- What needs to be done
Find each line in the items below that contains the string "label", and copy every one of those lines.

- Records drawn from a collection
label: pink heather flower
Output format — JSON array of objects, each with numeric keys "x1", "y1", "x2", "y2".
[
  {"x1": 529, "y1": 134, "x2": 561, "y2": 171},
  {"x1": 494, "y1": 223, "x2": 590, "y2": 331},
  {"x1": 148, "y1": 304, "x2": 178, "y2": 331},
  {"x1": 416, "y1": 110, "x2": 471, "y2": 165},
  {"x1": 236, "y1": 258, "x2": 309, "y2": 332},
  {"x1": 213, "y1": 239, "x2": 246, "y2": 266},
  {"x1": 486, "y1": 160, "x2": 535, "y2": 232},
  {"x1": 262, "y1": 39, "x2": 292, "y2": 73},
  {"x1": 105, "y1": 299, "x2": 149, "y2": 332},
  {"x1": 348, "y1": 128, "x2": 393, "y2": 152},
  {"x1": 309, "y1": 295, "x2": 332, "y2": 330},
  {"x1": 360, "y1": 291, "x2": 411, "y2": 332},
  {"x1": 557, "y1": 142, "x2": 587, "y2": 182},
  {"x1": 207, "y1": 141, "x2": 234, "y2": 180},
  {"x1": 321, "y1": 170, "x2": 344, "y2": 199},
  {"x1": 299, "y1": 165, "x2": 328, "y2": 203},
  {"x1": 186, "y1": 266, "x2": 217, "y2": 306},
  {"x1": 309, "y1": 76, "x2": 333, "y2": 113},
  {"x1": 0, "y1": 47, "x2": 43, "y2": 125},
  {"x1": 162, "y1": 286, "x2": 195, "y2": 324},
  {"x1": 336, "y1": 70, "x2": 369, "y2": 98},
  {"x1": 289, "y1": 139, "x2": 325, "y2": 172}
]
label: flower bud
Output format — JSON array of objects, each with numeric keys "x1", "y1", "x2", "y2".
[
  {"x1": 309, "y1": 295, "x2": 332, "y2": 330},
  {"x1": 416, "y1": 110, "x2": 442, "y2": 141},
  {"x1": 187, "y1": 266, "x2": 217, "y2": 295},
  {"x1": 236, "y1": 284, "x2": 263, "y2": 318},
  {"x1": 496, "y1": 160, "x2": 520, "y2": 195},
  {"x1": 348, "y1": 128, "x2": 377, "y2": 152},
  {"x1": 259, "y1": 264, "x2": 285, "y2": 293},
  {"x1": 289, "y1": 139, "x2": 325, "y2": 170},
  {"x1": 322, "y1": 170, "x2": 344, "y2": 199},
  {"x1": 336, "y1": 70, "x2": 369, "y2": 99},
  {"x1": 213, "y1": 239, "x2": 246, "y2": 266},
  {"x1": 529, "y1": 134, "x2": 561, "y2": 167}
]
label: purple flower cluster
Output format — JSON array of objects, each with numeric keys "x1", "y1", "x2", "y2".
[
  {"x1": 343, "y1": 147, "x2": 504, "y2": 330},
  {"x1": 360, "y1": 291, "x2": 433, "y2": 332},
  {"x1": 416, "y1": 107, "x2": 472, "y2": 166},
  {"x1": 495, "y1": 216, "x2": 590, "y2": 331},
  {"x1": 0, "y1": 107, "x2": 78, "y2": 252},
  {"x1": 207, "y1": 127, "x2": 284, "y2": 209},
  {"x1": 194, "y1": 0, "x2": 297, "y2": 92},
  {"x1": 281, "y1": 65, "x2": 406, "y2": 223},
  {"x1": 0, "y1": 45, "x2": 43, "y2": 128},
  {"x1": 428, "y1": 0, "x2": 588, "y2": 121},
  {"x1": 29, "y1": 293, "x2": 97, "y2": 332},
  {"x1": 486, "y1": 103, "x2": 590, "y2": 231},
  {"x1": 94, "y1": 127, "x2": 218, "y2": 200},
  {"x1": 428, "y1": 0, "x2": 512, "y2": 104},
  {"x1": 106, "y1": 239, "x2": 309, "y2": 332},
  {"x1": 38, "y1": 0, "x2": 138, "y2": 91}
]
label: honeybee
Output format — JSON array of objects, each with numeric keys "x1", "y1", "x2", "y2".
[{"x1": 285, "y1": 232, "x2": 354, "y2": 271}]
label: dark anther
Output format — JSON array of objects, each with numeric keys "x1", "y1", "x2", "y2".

- Task result
label: pink heather flower
label: flower bud
label: purple flower cluster
label: honeybee
label: dark anther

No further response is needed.